Entries taken from a collection.
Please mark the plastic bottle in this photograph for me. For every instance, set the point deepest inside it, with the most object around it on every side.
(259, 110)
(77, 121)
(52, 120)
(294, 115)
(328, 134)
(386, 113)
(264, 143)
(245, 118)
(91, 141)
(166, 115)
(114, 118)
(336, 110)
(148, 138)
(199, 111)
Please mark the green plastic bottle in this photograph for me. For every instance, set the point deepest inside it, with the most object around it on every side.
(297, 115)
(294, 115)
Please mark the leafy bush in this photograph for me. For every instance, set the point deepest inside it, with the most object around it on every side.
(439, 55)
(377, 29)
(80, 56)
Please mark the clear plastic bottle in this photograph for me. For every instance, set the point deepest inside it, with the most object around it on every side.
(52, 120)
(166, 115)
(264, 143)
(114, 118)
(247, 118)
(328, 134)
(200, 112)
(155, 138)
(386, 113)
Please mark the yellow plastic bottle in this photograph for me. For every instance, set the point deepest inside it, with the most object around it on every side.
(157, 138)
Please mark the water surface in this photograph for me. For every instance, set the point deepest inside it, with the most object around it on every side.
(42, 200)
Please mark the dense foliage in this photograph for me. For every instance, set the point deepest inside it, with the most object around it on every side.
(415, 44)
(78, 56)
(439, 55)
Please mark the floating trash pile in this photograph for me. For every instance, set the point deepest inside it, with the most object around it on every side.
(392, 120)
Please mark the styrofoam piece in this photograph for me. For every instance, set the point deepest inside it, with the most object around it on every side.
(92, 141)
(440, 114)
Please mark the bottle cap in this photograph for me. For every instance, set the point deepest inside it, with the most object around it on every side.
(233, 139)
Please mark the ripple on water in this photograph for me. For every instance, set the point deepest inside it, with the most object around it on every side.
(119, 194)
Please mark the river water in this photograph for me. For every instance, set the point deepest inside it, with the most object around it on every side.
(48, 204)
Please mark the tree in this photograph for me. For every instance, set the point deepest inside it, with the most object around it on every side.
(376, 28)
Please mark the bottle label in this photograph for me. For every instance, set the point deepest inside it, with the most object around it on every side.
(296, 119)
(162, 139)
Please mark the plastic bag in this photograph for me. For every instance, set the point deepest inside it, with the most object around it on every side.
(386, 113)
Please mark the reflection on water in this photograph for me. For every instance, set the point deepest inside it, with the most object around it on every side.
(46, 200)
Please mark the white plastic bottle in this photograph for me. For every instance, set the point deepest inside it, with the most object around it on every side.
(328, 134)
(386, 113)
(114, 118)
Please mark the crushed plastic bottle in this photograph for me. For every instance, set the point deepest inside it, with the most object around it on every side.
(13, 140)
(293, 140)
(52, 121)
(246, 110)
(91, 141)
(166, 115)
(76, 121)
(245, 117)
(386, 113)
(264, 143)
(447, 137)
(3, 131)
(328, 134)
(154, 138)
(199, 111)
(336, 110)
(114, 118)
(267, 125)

Task goal. Turn these records into a two-column CSV with the headers record and answer, one row per record. Put the record's text and its answer each in a single quoted field, and replace any line breaks with spaces.

Written response.
record,answer
"Please mark the plastic bottle in this photograph for me. For every instance, set the point deepest inside it, with the most object around it on every side.","(259, 110) (77, 121) (52, 120) (294, 115) (328, 134) (386, 113) (264, 143) (245, 118) (91, 141) (166, 115) (114, 118) (336, 110) (148, 138) (199, 111)"
"Please mark the green plastic bottle in this photograph for me. For every instance, set the point deepest inside it, with the most object around it on every side.","(297, 115) (294, 115)"
"Please mark the leafy bush in this photograph for me. For every instance, set the point deepest inside it, with the most object around it on every side.","(439, 55) (377, 29) (80, 56)"
"Please mark the clear plastic bottle in this photograph for me. For every instance, set the point deepest inside it, with the most object around it on every side.","(52, 120) (166, 115) (264, 143) (114, 118) (247, 118) (328, 134) (200, 112) (155, 138) (386, 113)"
"Please mark the yellow plastic bottle in this photograph for me. For every instance, set the point deepest inside it, with the most object around it on every side.","(157, 138)"
"Please mark the water surface in this photograph for me. For every instance, set the point deepest inside it, with the most object around it on every side.","(42, 200)"
"Please mark the dense foliage in this photograph for me. For every instance, set the point deepest inside it, with the most object around it on every side.","(415, 44) (78, 56) (439, 55)"
"Please mark the floating trash pile in this photograph for me. For every instance, set the point deepest inside it, with the most object around it on every side.","(392, 120)"
"Please mark the styrofoam piece in this photograph for me. For every instance, set the point deepest inside it, with the most object around it on every side.","(92, 141) (440, 114)"
"Please mark the bottle cap in this photograph for me. For every instance, set the point deepest inside it, with the most object around it on every side.","(233, 139)"
"Please mark the ripple on water in this photograph for me. For every instance, set the point deepest inside it, with the most object around it on every side.","(119, 194)"
"Please mark the river water in this photograph for me. For every instance, set the point deepest inside it, with the most object around it on every side.","(48, 204)"
"Please mark the tree in this photograph for me. For every instance, set the point deepest inside it, with the most object around it on every side.","(376, 28)"
"Please mark the bottle label in this photograph for me. For every instance, set the point deepest inside it, with the most object around it on every side.","(296, 119) (162, 139)"
"Please mark the plastic bag in this photograph for me. For every instance, set the point deepest inside it, with the most object around it on every side.","(386, 113)"
"Please mark the reflection on water in this photograph for me. For every instance, set the point deepest inside it, with the most object around it on every side.","(46, 200)"
"Please mark the white plastic bottle in this photograph for me. For every instance, set the point deepest inside it, with the most object around it on every side.","(328, 134) (386, 113) (114, 118)"
"Please mark the crushed plastic bottle in this photograph for me. For every instance, set the point deepest inside it, with the most object around it on every side.","(13, 140) (293, 140) (52, 121) (246, 110) (91, 141) (166, 115) (76, 121) (245, 117) (386, 113) (264, 143) (447, 137) (3, 131) (328, 134) (154, 138) (199, 111) (336, 110) (114, 118) (267, 125)"